Please copy exactly the lines that begin with the one containing "parking lot asphalt" and end with the last line of the entries.

◆ **Provided data**:
__________________________________________________

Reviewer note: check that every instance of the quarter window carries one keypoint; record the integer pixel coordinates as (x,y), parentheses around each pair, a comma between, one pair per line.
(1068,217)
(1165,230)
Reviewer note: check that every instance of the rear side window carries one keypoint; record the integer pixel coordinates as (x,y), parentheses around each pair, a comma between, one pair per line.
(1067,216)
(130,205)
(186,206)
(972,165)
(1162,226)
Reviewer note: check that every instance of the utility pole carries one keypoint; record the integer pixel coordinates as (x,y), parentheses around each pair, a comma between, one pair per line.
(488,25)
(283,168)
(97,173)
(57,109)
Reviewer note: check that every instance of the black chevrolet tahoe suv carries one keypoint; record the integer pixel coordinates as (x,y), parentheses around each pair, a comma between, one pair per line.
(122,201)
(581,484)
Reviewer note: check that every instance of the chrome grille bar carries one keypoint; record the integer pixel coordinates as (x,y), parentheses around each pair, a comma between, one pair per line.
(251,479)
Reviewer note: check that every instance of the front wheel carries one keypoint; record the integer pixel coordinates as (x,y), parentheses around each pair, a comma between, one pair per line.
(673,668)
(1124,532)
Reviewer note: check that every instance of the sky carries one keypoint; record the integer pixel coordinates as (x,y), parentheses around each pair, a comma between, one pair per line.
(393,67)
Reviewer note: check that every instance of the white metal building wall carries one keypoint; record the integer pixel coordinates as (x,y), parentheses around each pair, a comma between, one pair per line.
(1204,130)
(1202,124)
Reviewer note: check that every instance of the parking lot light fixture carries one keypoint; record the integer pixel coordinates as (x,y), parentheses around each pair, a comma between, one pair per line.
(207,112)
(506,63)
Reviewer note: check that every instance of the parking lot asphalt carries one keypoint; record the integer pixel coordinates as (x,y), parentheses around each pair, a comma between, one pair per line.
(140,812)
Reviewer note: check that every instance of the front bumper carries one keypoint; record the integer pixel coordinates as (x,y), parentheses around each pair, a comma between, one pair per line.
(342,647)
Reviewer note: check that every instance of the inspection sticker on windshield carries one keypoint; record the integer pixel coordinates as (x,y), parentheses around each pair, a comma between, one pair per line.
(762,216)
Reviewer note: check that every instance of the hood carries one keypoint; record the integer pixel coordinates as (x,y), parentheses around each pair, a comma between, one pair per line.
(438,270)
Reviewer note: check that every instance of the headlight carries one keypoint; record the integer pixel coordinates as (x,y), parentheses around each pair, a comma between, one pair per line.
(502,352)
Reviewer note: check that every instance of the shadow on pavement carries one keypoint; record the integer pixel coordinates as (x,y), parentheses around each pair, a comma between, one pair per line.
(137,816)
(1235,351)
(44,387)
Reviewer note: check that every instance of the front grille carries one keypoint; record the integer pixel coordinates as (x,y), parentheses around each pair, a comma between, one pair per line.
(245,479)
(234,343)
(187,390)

__________________________________________________

◆ **Solution to this exercise**:
Reviewer note: check that every instance of the parking lot asphalt carries one keypoint; record the integer pixel coordinates as (x,y), parentheses around each pair, a comma between, one pair per line.
(140,812)
Reviewer note: check that every instance of the front bumper carries one keypoint; record the integer pixel coordinates as (x,y), parentheses around each pair, a comma between, one pair per line.
(342,647)
Reviewer note: check that every instance of the inspection sticker on windshield carries one keypoint; record the integer pixel coordinates as (x,y), parentheses around each pair, a comma between, one pair per line.
(762,216)
Reviewer note: check that every instance of the hood carries one keypoint; record the integer pixel coordinates as (x,y), parentheses around each pair, a comma between, one pair per line.
(438,270)
Reviewer note: check that every instance of the headlight carries one keypoint; record the integer pixel coordinates as (x,y), parentheses around each pair, a comma between, one pair per line.
(502,352)
Reviewer note: check that every instance of the shadow on pavement carries one keypoint; record the integer pixel coordinates as (x,y), parentheses around each pair, a comma between, one pair per line.
(137,816)
(1235,351)
(44,387)
Reviewer note: check that every instance of the front grille carries one keypoint; record the integer pixel coordinates as (x,y), parentheses around each pair, a comma between, one pair per line.
(245,479)
(234,343)
(187,390)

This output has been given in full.